§ **Objective**
Please copy out the entries from the beginning through the line containing "85 105 L 95", replacing "instance" with "object" everywhere and changing nothing else.

Records in a dataset:
-- begin --
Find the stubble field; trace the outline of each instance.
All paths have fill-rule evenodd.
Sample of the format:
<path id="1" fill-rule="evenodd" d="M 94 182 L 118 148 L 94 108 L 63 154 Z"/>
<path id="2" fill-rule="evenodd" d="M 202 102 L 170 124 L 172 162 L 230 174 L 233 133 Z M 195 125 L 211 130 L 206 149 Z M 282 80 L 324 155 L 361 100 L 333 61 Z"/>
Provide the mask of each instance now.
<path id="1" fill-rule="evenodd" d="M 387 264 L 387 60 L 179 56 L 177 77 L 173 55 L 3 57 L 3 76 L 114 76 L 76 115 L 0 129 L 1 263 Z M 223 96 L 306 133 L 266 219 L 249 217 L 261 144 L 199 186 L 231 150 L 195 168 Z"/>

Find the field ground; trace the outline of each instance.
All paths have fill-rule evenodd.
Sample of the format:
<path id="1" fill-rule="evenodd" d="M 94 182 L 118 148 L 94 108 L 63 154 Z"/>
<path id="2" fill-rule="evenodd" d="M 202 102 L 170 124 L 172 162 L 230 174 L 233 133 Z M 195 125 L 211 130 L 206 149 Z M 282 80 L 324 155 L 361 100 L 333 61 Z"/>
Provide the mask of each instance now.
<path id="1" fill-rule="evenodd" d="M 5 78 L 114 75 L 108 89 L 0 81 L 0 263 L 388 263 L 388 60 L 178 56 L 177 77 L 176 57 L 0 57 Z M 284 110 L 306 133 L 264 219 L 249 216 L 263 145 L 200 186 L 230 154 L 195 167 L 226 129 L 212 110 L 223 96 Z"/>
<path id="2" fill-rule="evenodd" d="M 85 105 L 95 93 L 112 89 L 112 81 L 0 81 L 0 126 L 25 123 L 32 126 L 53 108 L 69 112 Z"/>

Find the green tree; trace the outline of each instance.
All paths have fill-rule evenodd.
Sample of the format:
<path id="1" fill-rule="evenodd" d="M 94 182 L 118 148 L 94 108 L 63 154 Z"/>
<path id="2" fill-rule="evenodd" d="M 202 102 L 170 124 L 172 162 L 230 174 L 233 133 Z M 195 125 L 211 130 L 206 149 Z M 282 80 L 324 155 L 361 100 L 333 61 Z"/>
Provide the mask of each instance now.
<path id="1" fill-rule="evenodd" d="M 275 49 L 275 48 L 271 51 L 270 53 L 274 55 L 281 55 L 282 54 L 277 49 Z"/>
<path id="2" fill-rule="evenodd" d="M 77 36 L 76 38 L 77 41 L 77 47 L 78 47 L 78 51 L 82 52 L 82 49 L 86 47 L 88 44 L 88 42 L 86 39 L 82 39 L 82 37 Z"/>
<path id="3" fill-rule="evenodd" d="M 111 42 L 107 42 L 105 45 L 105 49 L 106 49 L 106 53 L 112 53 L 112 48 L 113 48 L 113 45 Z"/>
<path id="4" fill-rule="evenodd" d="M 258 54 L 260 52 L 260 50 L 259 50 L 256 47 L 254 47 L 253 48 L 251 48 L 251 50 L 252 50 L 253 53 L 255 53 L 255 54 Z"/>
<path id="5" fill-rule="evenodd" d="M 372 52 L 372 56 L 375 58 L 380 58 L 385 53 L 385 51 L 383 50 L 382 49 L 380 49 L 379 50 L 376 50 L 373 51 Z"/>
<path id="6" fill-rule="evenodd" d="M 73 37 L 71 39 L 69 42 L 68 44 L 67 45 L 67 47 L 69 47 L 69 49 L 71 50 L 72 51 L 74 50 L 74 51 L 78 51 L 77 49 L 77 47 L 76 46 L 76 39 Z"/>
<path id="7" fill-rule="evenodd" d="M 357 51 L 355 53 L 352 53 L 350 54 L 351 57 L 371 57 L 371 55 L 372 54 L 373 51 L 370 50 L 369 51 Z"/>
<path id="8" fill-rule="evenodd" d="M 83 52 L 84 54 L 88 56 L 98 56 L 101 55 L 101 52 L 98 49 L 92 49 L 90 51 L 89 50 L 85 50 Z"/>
-- end --
§ **Problem solution**
Find the stubble field; trace the outline of each object.
All paths have fill-rule evenodd.
Sample of the format:
<path id="1" fill-rule="evenodd" d="M 94 182 L 118 148 L 94 108 L 63 154 Z"/>
<path id="2" fill-rule="evenodd" d="M 202 102 L 170 124 L 172 162 L 230 174 L 233 133 Z M 195 125 L 211 130 L 206 149 Z M 282 80 L 324 155 L 361 100 L 333 61 Z"/>
Provide the mask of each object now.
<path id="1" fill-rule="evenodd" d="M 387 264 L 387 60 L 179 56 L 177 77 L 173 55 L 3 57 L 3 76 L 114 76 L 76 115 L 0 129 L 1 263 Z M 223 96 L 306 133 L 266 219 L 249 217 L 261 144 L 199 186 L 231 150 L 195 168 Z"/>

Find the field ground; trace the outline of each object.
All paths have fill-rule evenodd.
Sample of the format:
<path id="1" fill-rule="evenodd" d="M 94 182 L 118 148 L 94 108 L 63 154 Z"/>
<path id="2" fill-rule="evenodd" d="M 202 102 L 170 124 L 172 162 L 230 174 L 233 133 Z M 195 125 L 211 130 L 206 149 Z M 282 80 L 324 155 L 361 100 L 333 61 Z"/>
Provide the mask of each object now.
<path id="1" fill-rule="evenodd" d="M 5 78 L 114 75 L 108 89 L 0 81 L 0 263 L 388 263 L 388 60 L 178 56 L 177 77 L 176 57 L 0 57 Z M 284 110 L 306 133 L 264 219 L 249 216 L 263 145 L 200 186 L 230 154 L 195 167 L 226 129 L 212 110 L 223 96 Z"/>
<path id="2" fill-rule="evenodd" d="M 85 105 L 95 93 L 112 89 L 112 81 L 0 81 L 0 126 L 25 123 L 32 126 L 53 108 L 69 112 Z"/>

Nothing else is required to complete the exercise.